Data in this exercise ::
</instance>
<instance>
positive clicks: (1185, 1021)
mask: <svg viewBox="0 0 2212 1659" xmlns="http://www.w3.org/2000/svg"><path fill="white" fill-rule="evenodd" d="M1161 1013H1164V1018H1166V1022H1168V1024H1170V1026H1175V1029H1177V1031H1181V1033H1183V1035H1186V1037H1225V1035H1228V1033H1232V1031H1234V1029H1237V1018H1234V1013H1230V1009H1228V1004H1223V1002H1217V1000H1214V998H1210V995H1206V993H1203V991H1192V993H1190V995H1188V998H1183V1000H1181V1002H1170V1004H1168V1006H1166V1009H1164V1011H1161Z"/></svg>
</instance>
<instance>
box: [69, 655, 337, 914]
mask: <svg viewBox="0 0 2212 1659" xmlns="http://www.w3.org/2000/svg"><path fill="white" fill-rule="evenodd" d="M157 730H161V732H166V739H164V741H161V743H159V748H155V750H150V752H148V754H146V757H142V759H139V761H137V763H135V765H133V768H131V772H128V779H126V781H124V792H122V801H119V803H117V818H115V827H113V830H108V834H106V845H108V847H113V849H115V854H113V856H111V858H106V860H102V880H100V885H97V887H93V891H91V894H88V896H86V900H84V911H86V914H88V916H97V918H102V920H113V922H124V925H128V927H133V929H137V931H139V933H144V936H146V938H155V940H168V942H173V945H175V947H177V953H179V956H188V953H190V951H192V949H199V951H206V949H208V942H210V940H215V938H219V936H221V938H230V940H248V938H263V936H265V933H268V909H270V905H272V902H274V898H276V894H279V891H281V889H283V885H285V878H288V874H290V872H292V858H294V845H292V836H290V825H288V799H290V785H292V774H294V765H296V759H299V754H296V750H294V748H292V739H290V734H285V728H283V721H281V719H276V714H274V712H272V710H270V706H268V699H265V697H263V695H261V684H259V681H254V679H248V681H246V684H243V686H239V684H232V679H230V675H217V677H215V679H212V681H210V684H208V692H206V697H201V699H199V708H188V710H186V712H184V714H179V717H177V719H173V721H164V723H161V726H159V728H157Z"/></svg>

Exercise :: Copy all the records above exactly, missing none.

Exercise result ::
</instance>
<instance>
positive clicks: (1185, 1021)
mask: <svg viewBox="0 0 2212 1659" xmlns="http://www.w3.org/2000/svg"><path fill="white" fill-rule="evenodd" d="M1161 1013H1164V1018H1166V1022H1168V1024H1170V1026H1175V1029H1177V1031H1181V1033H1183V1035H1186V1037H1225V1035H1228V1033H1232V1031H1234V1029H1237V1018H1234V1013H1230V1009H1228V1004H1223V1002H1217V1000H1214V998H1210V995H1206V993H1203V991H1192V993H1190V995H1188V998H1183V1000H1181V1002H1170V1004H1168V1006H1166V1009H1164V1011H1161Z"/></svg>
</instance>
<instance>
box: [69, 655, 337, 914]
mask: <svg viewBox="0 0 2212 1659" xmlns="http://www.w3.org/2000/svg"><path fill="white" fill-rule="evenodd" d="M157 730H161V732H166V739H164V741H161V743H159V748H155V750H150V752H148V754H146V757H142V759H139V761H137V763H135V765H133V768H131V772H128V779H126V781H124V792H122V801H119V803H117V818H115V827H113V830H108V834H106V845H108V847H113V849H115V854H113V856H111V858H106V860H102V880H100V885H97V887H93V891H91V894H88V896H86V900H84V911H86V914H88V916H97V918H102V920H113V922H124V925H128V927H133V929H137V931H139V933H144V936H146V938H155V940H168V942H173V945H175V947H177V953H179V956H188V953H190V951H192V949H199V951H206V949H208V942H210V940H215V938H219V936H221V938H230V940H248V938H263V936H265V933H268V909H270V905H272V902H274V898H276V894H279V891H281V889H283V885H285V878H288V874H290V872H292V858H294V845H292V836H290V825H288V799H290V785H292V774H294V765H296V759H299V754H296V750H294V748H292V739H290V734H285V728H283V721H281V719H276V714H274V712H272V710H270V706H268V699H265V697H263V695H261V684H259V681H254V679H248V681H246V684H243V686H239V684H232V679H230V675H217V677H215V679H212V681H210V684H208V692H206V697H201V699H199V708H188V710H186V712H184V714H179V717H177V719H173V721H164V723H161V726H159V728H157Z"/></svg>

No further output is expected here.